§ **INSTRUCTIONS FOR THE TASK**:
Everything from the line that contains "Mark a point on every instance of the rock face, with" through the final line of the records below should be quoted exactly, except the pictures.

§ **MATERIAL FOR THIS TASK**:

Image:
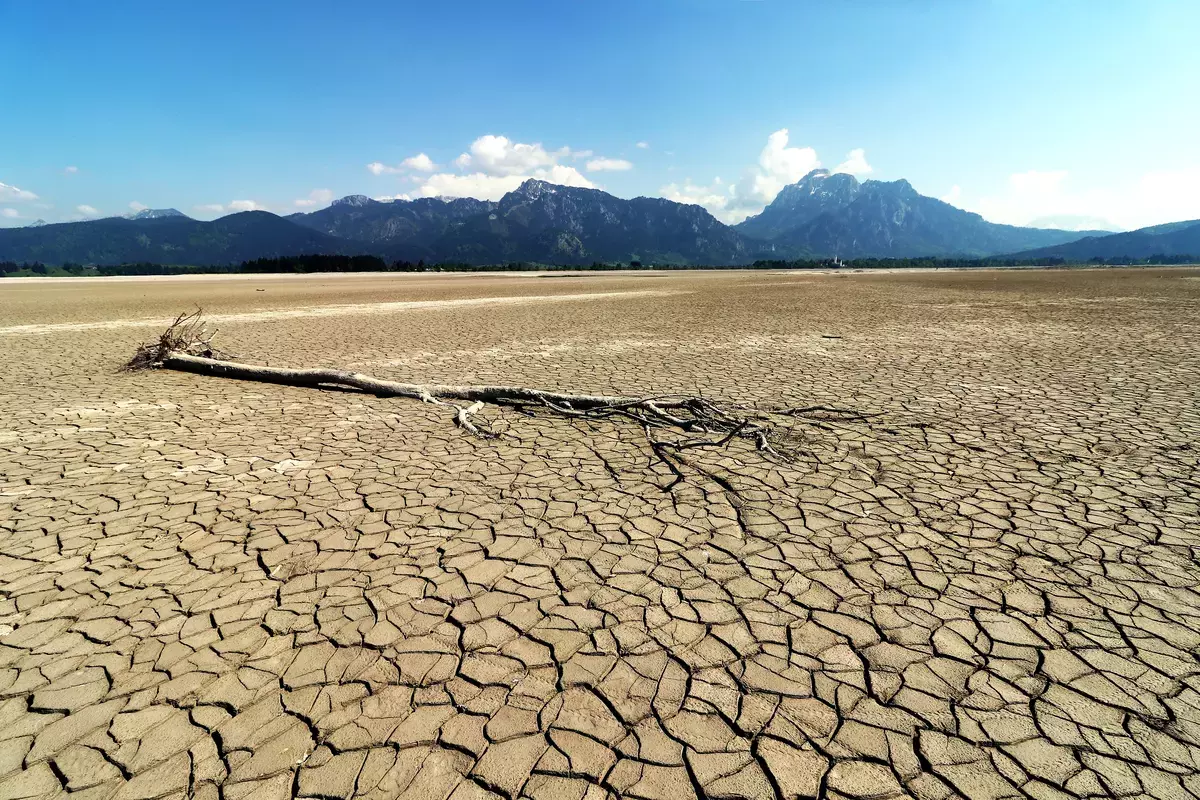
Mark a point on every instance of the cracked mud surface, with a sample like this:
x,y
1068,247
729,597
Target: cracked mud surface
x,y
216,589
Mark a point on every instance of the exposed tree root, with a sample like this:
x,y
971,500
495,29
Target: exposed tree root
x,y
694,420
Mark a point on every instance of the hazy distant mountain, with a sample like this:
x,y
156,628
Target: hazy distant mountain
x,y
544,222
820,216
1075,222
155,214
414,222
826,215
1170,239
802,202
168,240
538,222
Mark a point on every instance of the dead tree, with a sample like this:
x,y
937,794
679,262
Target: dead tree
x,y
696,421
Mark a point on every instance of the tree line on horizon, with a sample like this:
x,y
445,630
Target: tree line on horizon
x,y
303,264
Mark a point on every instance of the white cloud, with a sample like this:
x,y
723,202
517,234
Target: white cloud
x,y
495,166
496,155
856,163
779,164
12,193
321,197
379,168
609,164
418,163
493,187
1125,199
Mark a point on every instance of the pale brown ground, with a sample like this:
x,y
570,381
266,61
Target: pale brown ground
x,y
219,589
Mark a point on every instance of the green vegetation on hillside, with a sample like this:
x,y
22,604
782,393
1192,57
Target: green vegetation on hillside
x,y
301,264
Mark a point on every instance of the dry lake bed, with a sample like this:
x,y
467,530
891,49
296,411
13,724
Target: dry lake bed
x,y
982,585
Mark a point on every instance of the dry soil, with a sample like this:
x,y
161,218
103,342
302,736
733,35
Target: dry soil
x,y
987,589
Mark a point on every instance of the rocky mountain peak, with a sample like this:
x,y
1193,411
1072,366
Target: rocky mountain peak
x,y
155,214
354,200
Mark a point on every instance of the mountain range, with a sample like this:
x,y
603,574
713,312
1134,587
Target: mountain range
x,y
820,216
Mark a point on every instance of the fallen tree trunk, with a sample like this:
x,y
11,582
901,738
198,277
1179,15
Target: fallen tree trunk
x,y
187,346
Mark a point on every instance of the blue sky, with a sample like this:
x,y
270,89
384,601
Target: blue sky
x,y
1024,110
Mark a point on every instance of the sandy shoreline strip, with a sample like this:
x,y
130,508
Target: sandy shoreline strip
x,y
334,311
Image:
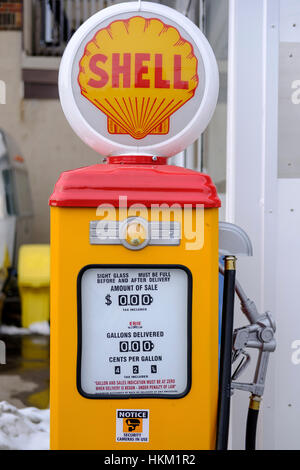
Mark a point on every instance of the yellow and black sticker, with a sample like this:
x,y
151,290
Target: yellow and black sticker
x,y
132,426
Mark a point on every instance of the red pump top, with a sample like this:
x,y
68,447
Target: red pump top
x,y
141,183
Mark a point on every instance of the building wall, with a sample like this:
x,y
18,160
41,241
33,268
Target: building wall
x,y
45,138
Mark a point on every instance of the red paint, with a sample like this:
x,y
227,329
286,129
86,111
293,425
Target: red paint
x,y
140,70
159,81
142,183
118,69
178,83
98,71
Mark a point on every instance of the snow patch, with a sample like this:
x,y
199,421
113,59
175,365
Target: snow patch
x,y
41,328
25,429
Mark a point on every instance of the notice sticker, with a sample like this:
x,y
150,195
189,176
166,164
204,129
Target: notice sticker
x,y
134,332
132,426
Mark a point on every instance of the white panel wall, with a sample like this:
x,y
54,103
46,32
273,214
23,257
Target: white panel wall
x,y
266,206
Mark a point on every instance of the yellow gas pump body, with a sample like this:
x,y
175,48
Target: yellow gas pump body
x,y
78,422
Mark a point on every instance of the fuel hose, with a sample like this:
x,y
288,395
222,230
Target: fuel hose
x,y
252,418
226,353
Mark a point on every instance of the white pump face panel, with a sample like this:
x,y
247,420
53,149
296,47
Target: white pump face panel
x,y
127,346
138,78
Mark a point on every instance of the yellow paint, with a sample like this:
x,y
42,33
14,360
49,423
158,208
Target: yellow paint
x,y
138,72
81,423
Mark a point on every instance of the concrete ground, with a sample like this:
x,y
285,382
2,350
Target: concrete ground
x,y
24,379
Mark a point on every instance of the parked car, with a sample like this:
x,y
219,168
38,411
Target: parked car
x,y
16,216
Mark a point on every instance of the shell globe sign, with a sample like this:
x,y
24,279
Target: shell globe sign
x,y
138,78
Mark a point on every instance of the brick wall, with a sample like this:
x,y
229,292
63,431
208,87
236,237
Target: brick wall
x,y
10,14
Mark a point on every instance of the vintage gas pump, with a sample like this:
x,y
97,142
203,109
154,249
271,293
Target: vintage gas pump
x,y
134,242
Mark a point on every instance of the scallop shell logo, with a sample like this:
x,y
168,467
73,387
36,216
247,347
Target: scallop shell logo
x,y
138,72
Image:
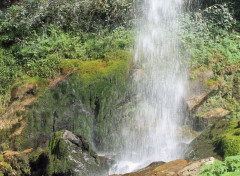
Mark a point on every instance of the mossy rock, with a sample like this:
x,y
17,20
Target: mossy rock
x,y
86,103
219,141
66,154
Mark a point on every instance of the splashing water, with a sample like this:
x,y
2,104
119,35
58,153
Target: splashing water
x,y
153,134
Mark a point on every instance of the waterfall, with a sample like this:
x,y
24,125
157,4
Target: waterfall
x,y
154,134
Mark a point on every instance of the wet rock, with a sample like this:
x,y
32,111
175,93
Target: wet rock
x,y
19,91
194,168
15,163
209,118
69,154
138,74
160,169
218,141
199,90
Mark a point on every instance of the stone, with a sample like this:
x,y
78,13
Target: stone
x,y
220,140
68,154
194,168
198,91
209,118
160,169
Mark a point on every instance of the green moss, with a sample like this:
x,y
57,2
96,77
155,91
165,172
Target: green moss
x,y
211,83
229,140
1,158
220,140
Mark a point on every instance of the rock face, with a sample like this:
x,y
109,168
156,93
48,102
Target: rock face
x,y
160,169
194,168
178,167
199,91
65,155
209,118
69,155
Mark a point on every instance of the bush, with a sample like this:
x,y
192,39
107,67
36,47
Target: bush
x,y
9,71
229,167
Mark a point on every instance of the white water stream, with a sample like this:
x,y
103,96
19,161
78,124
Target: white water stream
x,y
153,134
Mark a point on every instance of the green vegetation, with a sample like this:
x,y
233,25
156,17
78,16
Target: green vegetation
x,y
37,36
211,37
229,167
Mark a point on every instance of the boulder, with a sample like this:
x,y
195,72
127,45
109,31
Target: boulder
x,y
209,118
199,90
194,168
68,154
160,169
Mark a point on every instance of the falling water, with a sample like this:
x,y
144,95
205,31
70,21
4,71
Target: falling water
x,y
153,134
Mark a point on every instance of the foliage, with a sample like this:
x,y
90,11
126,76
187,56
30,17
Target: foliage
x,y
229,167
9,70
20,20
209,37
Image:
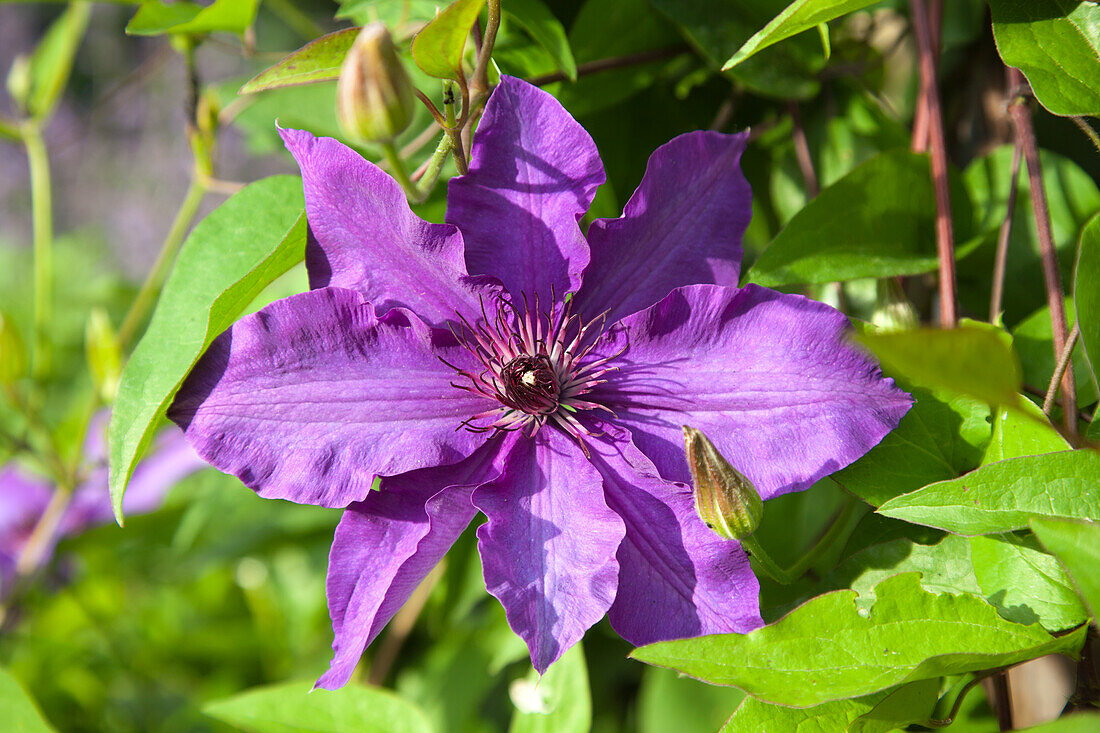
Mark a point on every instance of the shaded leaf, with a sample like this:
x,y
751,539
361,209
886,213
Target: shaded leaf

§ **FULL ANSWER**:
Mark a point on every instance of the rock face, with a sample like this:
x,y
109,168
156,93
48,102
Target: rock face
x,y
160,169
194,168
178,167
199,91
65,155
209,118
69,155
Mark a point on every instance of the bush, with a sample like this:
x,y
192,39
107,67
36,47
Target: bush
x,y
9,71
229,167
Mark a point on every instance of the white water stream, with a sample like this:
x,y
103,96
19,161
78,124
Target: white water stream
x,y
153,134
Mark a point on every instance of the green vegetation, with a sample like this:
x,y
233,25
156,17
78,16
Target: green vegetation
x,y
37,36
211,37
229,167
Mark a point on every instance of the boulder, with a sample like this:
x,y
195,72
127,45
109,31
Target: boulder
x,y
209,118
199,90
194,168
68,154
160,169
Mark a point on every instance of the falling water, with a sample like this:
x,y
144,95
205,31
70,21
4,71
Target: falling water
x,y
153,134
Mark a point on every instance of the foliage, with a sample like this:
x,y
90,11
126,76
187,56
30,17
Target: foliage
x,y
229,167
9,70
20,20
209,37
Image:
Mark a point on every instance of the shaded leaf, with a sample like this:
x,y
751,539
361,209
886,213
Target: shaded leaf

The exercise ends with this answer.